◆ SUPPLIED TEXT
---------------

That is one reason postwar Jewish honor courts appeared in some camps and communities. Survivors wanted a way to judge those accused of abusing fellow Jews under Nazi rule. These proceedings reflected grief, rage, and a desperate need to rebuild communal ethics after moral catastrophe. They also showed how hard the task was. What counted as coercion? What counted as zeal? When did desperate service become predation? When did a compromised role cross into betrayal? The courts could not answer every question, but their very existence shows how urgently survivors wrestled with them.
There was also silence. Some survivors never wanted to discuss Jewish functionaries at all, fearing that enemies of Jews would weaponize the subject. Others spoke openly because they believed memory without honesty becomes mythology. Memoirs and testimonies reveal both impulses. One witness recalls a cruel kapo as if remembering a private devil. Another remembers a functionary who used access to save lives quietly, one ration card or one work assignment at a time. A third cannot decide what name to give the person who both helped and harmed.
The emotional texture of these experiences matters. Holocaust memory is not built only from dates, offices, and titles. It is built from humiliation, fear, resentment, dependence, and unbearable ambiguity. Imagine being ordered by a Jewish policeman to join a labor column, knowing he may be acting under threat. Imagine seeing a ghetto official in a cleaner coat while children starve nearby. Imagine later learning that the same official smuggled medicine into a hospital ward. These are the kinds of contradictions survivors carried for decades.

---------------

◆ EXCERPTED DATA
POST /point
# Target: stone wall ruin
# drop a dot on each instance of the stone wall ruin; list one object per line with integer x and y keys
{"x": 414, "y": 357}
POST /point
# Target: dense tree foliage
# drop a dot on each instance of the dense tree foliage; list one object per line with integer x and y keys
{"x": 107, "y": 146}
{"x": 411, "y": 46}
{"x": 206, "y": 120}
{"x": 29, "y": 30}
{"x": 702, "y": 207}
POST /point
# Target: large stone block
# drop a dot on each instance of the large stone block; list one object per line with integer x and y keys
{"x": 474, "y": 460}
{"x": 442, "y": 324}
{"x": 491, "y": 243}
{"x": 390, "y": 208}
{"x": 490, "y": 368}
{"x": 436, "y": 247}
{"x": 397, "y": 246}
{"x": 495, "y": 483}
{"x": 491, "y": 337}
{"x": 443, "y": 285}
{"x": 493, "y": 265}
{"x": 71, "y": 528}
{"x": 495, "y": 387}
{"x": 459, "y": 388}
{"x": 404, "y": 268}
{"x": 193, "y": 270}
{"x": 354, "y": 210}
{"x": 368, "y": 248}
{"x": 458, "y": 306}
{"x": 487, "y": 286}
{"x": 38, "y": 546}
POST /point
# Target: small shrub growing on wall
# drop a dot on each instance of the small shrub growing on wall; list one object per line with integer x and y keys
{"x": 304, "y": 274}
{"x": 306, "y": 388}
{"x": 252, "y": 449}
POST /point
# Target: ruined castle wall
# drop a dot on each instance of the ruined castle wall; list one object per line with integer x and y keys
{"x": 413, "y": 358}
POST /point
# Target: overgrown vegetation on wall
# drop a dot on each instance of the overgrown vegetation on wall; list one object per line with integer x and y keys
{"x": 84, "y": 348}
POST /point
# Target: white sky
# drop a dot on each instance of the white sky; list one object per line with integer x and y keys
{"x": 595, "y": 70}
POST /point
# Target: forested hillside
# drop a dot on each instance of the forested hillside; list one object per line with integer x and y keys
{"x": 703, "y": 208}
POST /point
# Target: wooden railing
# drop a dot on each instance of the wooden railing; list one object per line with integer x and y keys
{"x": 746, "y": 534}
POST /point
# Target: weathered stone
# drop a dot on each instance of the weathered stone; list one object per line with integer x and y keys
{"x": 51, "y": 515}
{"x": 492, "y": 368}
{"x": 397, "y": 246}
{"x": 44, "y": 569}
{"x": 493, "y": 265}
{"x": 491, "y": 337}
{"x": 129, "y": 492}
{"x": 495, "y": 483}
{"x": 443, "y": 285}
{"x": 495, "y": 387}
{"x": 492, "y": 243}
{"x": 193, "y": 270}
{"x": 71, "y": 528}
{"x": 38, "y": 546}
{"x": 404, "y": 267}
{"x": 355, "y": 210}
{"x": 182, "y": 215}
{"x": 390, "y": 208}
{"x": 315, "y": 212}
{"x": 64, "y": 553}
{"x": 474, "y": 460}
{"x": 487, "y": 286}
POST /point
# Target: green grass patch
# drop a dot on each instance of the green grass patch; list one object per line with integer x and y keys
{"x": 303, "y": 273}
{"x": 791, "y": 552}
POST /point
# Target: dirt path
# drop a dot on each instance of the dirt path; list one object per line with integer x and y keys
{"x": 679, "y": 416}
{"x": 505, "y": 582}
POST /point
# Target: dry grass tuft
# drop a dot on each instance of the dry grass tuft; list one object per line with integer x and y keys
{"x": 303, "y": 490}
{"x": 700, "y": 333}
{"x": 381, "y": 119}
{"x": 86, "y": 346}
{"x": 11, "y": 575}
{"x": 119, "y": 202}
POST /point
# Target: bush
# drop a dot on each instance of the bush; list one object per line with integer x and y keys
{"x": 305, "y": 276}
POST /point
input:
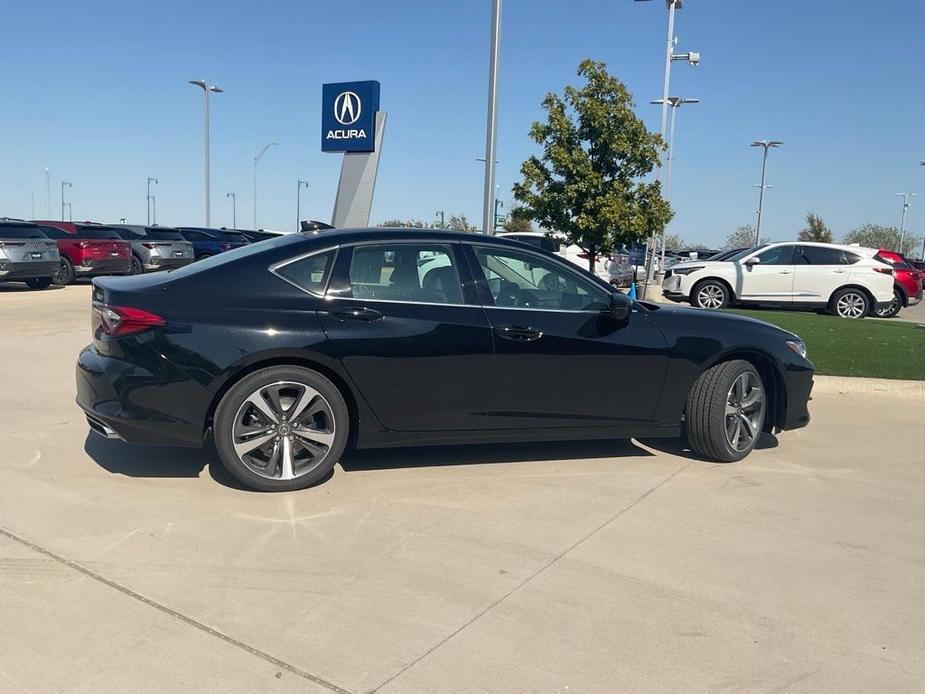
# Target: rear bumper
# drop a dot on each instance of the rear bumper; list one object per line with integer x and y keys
{"x": 125, "y": 401}
{"x": 114, "y": 266}
{"x": 24, "y": 271}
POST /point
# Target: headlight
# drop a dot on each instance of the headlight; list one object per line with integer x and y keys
{"x": 797, "y": 346}
{"x": 685, "y": 270}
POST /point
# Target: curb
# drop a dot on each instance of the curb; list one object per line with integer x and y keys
{"x": 845, "y": 385}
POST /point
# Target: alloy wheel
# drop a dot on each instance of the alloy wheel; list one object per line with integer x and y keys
{"x": 711, "y": 296}
{"x": 851, "y": 305}
{"x": 745, "y": 406}
{"x": 283, "y": 430}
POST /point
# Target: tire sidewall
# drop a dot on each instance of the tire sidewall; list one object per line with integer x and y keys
{"x": 223, "y": 423}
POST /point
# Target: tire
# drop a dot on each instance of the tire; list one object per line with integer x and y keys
{"x": 895, "y": 306}
{"x": 65, "y": 274}
{"x": 290, "y": 454}
{"x": 849, "y": 302}
{"x": 723, "y": 421}
{"x": 39, "y": 282}
{"x": 710, "y": 294}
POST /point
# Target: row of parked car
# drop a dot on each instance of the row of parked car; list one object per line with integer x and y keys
{"x": 844, "y": 280}
{"x": 45, "y": 252}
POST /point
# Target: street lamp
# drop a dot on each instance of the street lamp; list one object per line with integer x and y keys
{"x": 298, "y": 202}
{"x": 256, "y": 160}
{"x": 206, "y": 88}
{"x": 675, "y": 102}
{"x": 148, "y": 199}
{"x": 902, "y": 223}
{"x": 63, "y": 184}
{"x": 234, "y": 210}
{"x": 490, "y": 134}
{"x": 766, "y": 144}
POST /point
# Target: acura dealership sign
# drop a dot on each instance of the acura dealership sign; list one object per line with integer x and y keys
{"x": 348, "y": 116}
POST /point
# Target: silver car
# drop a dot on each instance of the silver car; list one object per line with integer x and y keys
{"x": 27, "y": 255}
{"x": 155, "y": 248}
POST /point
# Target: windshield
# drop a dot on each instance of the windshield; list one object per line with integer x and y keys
{"x": 747, "y": 251}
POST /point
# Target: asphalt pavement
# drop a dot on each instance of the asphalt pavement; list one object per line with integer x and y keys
{"x": 580, "y": 567}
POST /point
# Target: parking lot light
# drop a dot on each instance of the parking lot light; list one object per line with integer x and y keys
{"x": 206, "y": 88}
{"x": 767, "y": 144}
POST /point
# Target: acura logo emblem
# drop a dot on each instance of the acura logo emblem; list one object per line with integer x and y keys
{"x": 347, "y": 108}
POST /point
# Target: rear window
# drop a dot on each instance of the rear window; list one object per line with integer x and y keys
{"x": 161, "y": 235}
{"x": 14, "y": 231}
{"x": 96, "y": 233}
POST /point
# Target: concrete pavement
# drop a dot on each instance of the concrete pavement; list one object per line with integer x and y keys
{"x": 589, "y": 567}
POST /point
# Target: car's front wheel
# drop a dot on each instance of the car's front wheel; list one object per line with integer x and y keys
{"x": 281, "y": 428}
{"x": 850, "y": 303}
{"x": 710, "y": 294}
{"x": 895, "y": 306}
{"x": 725, "y": 411}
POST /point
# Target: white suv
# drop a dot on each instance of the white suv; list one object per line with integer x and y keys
{"x": 848, "y": 281}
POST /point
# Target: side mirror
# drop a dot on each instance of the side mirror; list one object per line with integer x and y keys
{"x": 620, "y": 306}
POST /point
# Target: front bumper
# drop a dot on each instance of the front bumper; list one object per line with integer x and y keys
{"x": 25, "y": 271}
{"x": 114, "y": 266}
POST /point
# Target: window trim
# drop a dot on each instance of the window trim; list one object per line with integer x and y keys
{"x": 289, "y": 261}
{"x": 482, "y": 281}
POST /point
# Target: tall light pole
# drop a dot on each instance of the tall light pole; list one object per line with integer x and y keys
{"x": 675, "y": 102}
{"x": 234, "y": 209}
{"x": 693, "y": 59}
{"x": 298, "y": 203}
{"x": 256, "y": 161}
{"x": 206, "y": 88}
{"x": 63, "y": 184}
{"x": 488, "y": 202}
{"x": 148, "y": 199}
{"x": 766, "y": 144}
{"x": 902, "y": 222}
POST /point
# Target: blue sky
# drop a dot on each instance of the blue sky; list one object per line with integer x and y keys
{"x": 97, "y": 92}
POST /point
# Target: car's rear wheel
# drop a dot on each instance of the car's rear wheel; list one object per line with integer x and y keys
{"x": 38, "y": 282}
{"x": 725, "y": 411}
{"x": 65, "y": 273}
{"x": 281, "y": 428}
{"x": 710, "y": 294}
{"x": 895, "y": 305}
{"x": 850, "y": 303}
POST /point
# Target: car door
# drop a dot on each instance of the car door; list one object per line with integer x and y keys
{"x": 560, "y": 359}
{"x": 403, "y": 318}
{"x": 819, "y": 271}
{"x": 770, "y": 280}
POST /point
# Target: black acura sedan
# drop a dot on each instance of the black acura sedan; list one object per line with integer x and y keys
{"x": 286, "y": 351}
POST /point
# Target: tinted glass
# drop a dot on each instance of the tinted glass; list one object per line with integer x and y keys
{"x": 413, "y": 272}
{"x": 310, "y": 274}
{"x": 161, "y": 235}
{"x": 779, "y": 255}
{"x": 819, "y": 255}
{"x": 14, "y": 231}
{"x": 525, "y": 280}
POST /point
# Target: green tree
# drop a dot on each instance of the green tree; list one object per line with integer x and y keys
{"x": 588, "y": 183}
{"x": 743, "y": 237}
{"x": 877, "y": 236}
{"x": 518, "y": 220}
{"x": 459, "y": 223}
{"x": 815, "y": 230}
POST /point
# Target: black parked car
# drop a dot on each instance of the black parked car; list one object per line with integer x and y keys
{"x": 287, "y": 351}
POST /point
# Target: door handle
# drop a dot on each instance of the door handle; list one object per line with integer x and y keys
{"x": 357, "y": 313}
{"x": 518, "y": 333}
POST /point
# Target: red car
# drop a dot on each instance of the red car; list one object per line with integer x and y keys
{"x": 907, "y": 282}
{"x": 88, "y": 250}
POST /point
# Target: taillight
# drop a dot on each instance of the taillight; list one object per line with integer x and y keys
{"x": 118, "y": 321}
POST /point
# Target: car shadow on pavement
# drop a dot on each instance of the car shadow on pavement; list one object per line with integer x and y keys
{"x": 486, "y": 454}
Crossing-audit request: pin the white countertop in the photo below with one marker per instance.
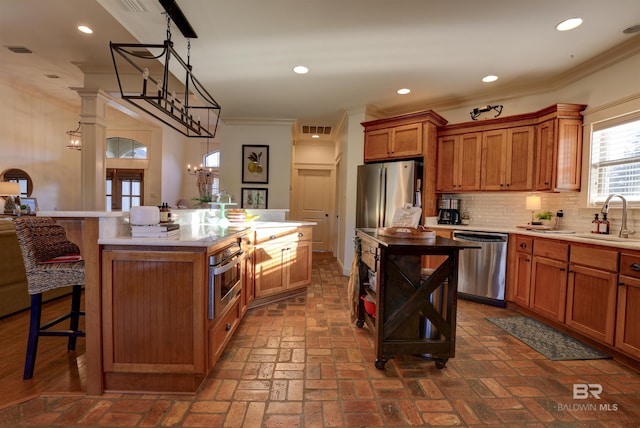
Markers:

---------------

◆ REQUIRED ACTION 1
From the passage on Jewish functionaries under Nazi rule, copy the portion that begins at the words "There was also" and stop after "helped and harmed.".
◆ REQUIRED ACTION 2
Extend the passage on Jewish functionaries under Nazi rule, picking up right after its final sentence.

◆ ANSWER SECTION 1
There was also silence. Some survivors never wanted to discuss Jewish functionaries at all, fearing that enemies of Jews would weaponize the subject. Others spoke openly because they believed memory without honesty becomes mythology. Memoirs and testimonies reveal both impulses. One witness recalls a cruel kapo as if remembering a private devil. Another remembers a functionary who used access to save lives quietly, one ration card or one work assignment at a time. A third cannot decide what name to give the person who both helped and harmed.

◆ ANSWER SECTION 2
That is also why the topic remains vulnerable to misuse. Extremists and bad-faith polemicists love cases of Jewish functionaries because they imagine such cases reduce Nazi antisemitism to some grotesque story of self-destruction. Serious history says the opposite. The existence of coerced Jewish councils, police, and camp functionaries reveals Nazi domination, not Jewish guilt. It shows how perpetrators used starvation, threats, and total power to deform the social world of their victims. That some individuals acted monstrously inside that system is true. That the system itself was Nazi-made is the larger truth.
In the end, the most responsible way to approach these experiences is with moral seriousness and historical precision. Not with excuses. Not with slogans. Not with the cheap thrill of a shocking headline. The Holocaust does not need simplification; it needs accuracy. And accuracy begins with this recognition: some Jews under Nazi rule made terrible choices, some were forced into impossible ones, and some were later judged by people who had survived the same inferno. To study that history honestly is not to erase responsibility. It is to place responsibility where it belongs first, last, and always: on the Nazi regime that engineered the entire universe of coercion.
Conclusion
The search phrase may be blunt, but the history is not. There were Jewish figures under Nazi rule whose actions ranged from compromised administration to direct betrayal. Still, the broader story is not “Jews collaborated with Nazis.” The broader story is that the Nazis built systems that weaponized powerlessness, fractured communities, and forced victims into roles that still defy easy judgment. The most honest history keeps both realities in view: individual responsibility where it exists, and overwhelming Nazi responsibility for the world that made such choices possible.